_Set task_
Update the rows starting with the line with "Category: dirt wall of trench" and going on through the line with "left=228, top=187, right=426, bottom=550". Swap "dirt wall" for "soil wall" and leave everything else unchanged.

*** Supplied information ***

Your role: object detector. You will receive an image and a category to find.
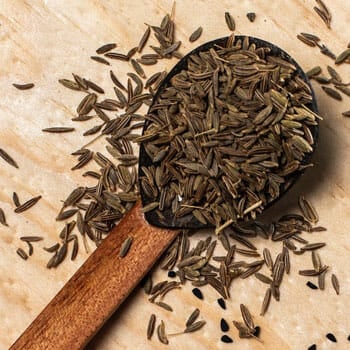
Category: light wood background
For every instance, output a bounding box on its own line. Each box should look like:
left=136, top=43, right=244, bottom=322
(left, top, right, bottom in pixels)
left=0, top=0, right=350, bottom=350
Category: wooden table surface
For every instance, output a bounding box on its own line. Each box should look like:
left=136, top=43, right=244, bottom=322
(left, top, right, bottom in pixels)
left=0, top=0, right=350, bottom=350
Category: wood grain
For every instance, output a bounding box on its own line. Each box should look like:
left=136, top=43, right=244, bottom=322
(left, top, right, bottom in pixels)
left=0, top=0, right=350, bottom=350
left=10, top=203, right=177, bottom=350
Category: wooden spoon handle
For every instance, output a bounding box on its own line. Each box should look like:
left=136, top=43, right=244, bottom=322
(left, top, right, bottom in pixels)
left=10, top=203, right=177, bottom=350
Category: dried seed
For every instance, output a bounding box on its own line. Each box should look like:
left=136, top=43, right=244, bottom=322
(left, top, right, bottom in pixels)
left=12, top=83, right=34, bottom=90
left=96, top=43, right=117, bottom=55
left=300, top=242, right=326, bottom=250
left=14, top=196, right=41, bottom=214
left=0, top=148, right=18, bottom=168
left=137, top=26, right=151, bottom=52
left=298, top=196, right=318, bottom=224
left=155, top=301, right=173, bottom=312
left=306, top=66, right=322, bottom=78
left=318, top=271, right=326, bottom=290
left=147, top=314, right=156, bottom=340
left=225, top=12, right=236, bottom=32
left=240, top=304, right=255, bottom=330
left=326, top=333, right=337, bottom=343
left=299, top=266, right=328, bottom=276
left=260, top=288, right=271, bottom=316
left=119, top=236, right=132, bottom=258
left=58, top=79, right=81, bottom=91
left=247, top=12, right=256, bottom=22
left=157, top=320, right=169, bottom=344
left=19, top=236, right=43, bottom=242
left=217, top=298, right=226, bottom=310
left=331, top=273, right=340, bottom=295
left=186, top=308, right=200, bottom=327
left=306, top=281, right=318, bottom=289
left=192, top=288, right=203, bottom=300
left=16, top=248, right=28, bottom=260
left=85, top=80, right=104, bottom=94
left=130, top=59, right=146, bottom=79
left=105, top=52, right=129, bottom=61
left=0, top=208, right=8, bottom=226
left=220, top=318, right=230, bottom=332
left=221, top=334, right=233, bottom=344
left=334, top=49, right=350, bottom=64
left=90, top=56, right=111, bottom=66
left=184, top=321, right=206, bottom=333
left=189, top=27, right=203, bottom=43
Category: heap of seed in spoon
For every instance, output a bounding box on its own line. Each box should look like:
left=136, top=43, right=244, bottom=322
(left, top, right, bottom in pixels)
left=137, top=35, right=319, bottom=232
left=6, top=2, right=349, bottom=348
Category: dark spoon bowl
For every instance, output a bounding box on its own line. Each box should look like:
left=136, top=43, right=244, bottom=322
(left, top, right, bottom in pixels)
left=139, top=35, right=319, bottom=228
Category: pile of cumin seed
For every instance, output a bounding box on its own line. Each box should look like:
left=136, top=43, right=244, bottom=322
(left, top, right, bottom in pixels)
left=1, top=1, right=346, bottom=343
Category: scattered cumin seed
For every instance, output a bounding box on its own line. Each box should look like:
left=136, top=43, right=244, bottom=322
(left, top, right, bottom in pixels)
left=12, top=83, right=35, bottom=90
left=96, top=43, right=117, bottom=55
left=147, top=314, right=156, bottom=340
left=90, top=56, right=111, bottom=66
left=119, top=236, right=132, bottom=258
left=331, top=273, right=340, bottom=295
left=0, top=208, right=8, bottom=226
left=14, top=196, right=41, bottom=214
left=189, top=27, right=203, bottom=43
left=225, top=12, right=236, bottom=32
left=16, top=248, right=28, bottom=260
left=0, top=148, right=18, bottom=169
left=247, top=12, right=256, bottom=22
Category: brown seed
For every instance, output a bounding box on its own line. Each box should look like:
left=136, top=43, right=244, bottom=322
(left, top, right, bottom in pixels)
left=299, top=266, right=328, bottom=276
left=334, top=49, right=350, bottom=64
left=77, top=93, right=97, bottom=115
left=12, top=83, right=34, bottom=90
left=43, top=243, right=60, bottom=253
left=42, top=126, right=75, bottom=134
left=109, top=71, right=126, bottom=91
left=90, top=56, right=111, bottom=66
left=12, top=192, right=21, bottom=207
left=225, top=12, right=236, bottom=32
left=300, top=242, right=326, bottom=250
left=0, top=148, right=18, bottom=168
left=331, top=273, right=340, bottom=295
left=96, top=43, right=117, bottom=55
left=247, top=12, right=256, bottom=22
left=147, top=314, right=156, bottom=340
left=155, top=301, right=173, bottom=312
left=105, top=52, right=129, bottom=61
left=184, top=321, right=206, bottom=333
left=14, top=196, right=41, bottom=214
left=189, top=27, right=203, bottom=43
left=130, top=59, right=146, bottom=79
left=260, top=288, right=271, bottom=316
left=0, top=208, right=8, bottom=226
left=119, top=236, right=132, bottom=258
left=137, top=26, right=151, bottom=52
left=298, top=196, right=318, bottom=224
left=317, top=271, right=326, bottom=290
left=85, top=80, right=104, bottom=94
left=58, top=79, right=81, bottom=91
left=186, top=308, right=200, bottom=327
left=16, top=248, right=28, bottom=260
left=240, top=304, right=255, bottom=330
left=19, top=236, right=43, bottom=242
left=306, top=66, right=322, bottom=78
left=157, top=320, right=169, bottom=344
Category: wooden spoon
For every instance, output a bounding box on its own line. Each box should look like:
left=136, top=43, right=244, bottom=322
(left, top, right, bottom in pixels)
left=10, top=36, right=318, bottom=350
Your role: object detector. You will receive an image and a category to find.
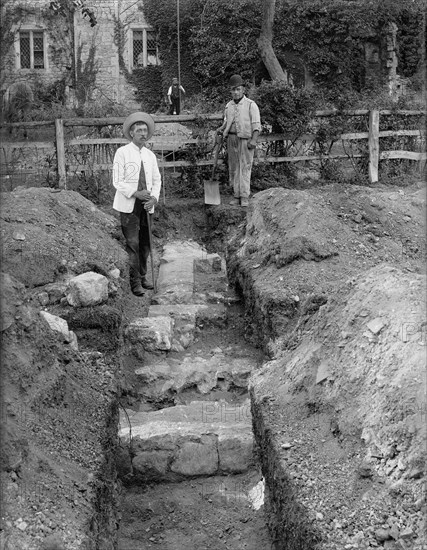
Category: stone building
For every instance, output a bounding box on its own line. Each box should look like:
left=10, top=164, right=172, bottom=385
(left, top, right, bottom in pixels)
left=0, top=0, right=164, bottom=112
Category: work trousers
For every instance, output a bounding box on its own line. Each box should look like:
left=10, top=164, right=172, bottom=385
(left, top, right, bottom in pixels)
left=227, top=134, right=255, bottom=199
left=120, top=203, right=152, bottom=286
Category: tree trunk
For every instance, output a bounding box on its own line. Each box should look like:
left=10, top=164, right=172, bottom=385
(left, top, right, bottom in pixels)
left=258, top=0, right=288, bottom=83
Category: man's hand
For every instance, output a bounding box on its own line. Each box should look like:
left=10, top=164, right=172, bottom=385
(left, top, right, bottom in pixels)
left=144, top=197, right=157, bottom=212
left=133, top=193, right=151, bottom=202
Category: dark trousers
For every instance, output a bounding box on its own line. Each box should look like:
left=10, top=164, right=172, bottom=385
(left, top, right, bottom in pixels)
left=169, top=97, right=181, bottom=115
left=120, top=203, right=152, bottom=286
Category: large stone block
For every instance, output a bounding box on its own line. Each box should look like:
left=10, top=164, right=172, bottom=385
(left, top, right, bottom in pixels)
left=132, top=450, right=171, bottom=478
left=125, top=317, right=174, bottom=351
left=40, top=311, right=79, bottom=351
left=171, top=435, right=218, bottom=476
left=218, top=429, right=254, bottom=474
left=67, top=271, right=108, bottom=307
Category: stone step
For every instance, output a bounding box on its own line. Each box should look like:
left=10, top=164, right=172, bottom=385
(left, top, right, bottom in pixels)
left=152, top=241, right=220, bottom=305
left=119, top=400, right=254, bottom=481
left=135, top=348, right=258, bottom=401
left=125, top=304, right=227, bottom=351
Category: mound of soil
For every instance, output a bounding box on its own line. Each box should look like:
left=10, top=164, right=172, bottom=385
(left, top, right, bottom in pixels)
left=228, top=186, right=426, bottom=550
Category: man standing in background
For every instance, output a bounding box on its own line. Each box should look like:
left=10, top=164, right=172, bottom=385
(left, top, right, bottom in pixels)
left=218, top=75, right=261, bottom=206
left=168, top=78, right=185, bottom=115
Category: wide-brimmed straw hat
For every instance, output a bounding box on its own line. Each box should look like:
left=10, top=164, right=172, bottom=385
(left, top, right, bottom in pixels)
left=228, top=74, right=244, bottom=88
left=123, top=111, right=155, bottom=141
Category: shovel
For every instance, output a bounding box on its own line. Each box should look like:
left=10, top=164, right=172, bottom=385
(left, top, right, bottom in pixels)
left=203, top=134, right=222, bottom=204
left=147, top=212, right=157, bottom=294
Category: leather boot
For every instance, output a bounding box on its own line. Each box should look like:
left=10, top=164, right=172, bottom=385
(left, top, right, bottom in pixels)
left=130, top=281, right=145, bottom=296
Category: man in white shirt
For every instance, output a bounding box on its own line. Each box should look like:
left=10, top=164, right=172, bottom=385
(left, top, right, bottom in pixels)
left=113, top=112, right=161, bottom=296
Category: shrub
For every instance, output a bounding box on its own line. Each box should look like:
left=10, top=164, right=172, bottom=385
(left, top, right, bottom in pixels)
left=251, top=81, right=316, bottom=136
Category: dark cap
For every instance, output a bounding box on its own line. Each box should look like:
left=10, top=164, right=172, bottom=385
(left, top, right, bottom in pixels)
left=228, top=74, right=244, bottom=88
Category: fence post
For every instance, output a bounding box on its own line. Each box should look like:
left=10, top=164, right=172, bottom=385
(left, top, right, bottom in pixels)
left=368, top=111, right=380, bottom=183
left=55, top=118, right=67, bottom=189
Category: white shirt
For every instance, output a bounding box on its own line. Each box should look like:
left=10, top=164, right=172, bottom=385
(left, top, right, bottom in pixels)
left=113, top=142, right=162, bottom=214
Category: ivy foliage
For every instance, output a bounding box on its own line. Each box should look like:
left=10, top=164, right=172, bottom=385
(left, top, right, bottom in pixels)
left=252, top=81, right=316, bottom=137
left=143, top=0, right=425, bottom=98
left=143, top=0, right=261, bottom=98
left=273, top=0, right=423, bottom=91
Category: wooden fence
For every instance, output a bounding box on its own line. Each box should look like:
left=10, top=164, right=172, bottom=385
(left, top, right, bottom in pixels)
left=0, top=110, right=427, bottom=188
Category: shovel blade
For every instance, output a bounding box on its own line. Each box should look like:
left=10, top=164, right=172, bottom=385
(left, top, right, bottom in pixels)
left=203, top=181, right=221, bottom=205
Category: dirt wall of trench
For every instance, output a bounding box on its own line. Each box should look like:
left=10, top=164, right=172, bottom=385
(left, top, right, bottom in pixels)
left=228, top=187, right=426, bottom=550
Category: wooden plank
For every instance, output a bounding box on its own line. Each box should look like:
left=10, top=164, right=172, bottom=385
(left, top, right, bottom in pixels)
left=380, top=130, right=426, bottom=137
left=55, top=118, right=67, bottom=189
left=64, top=113, right=223, bottom=126
left=0, top=109, right=426, bottom=133
left=380, top=109, right=427, bottom=116
left=380, top=151, right=427, bottom=160
left=67, top=159, right=224, bottom=172
left=1, top=141, right=55, bottom=151
left=0, top=120, right=55, bottom=128
left=264, top=153, right=365, bottom=163
left=339, top=132, right=369, bottom=141
left=368, top=110, right=380, bottom=183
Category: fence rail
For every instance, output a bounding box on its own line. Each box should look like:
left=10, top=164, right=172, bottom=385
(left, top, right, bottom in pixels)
left=0, top=109, right=427, bottom=188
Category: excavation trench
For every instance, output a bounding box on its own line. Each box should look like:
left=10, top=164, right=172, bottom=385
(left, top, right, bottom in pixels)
left=118, top=241, right=272, bottom=550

***

_Exercise answer_
Category: soil wall of trench
For every instance, output a bounding box on its own line. Each box should look like:
left=10, top=164, right=172, bottom=385
(left, top, right, bottom in pixels)
left=228, top=187, right=426, bottom=550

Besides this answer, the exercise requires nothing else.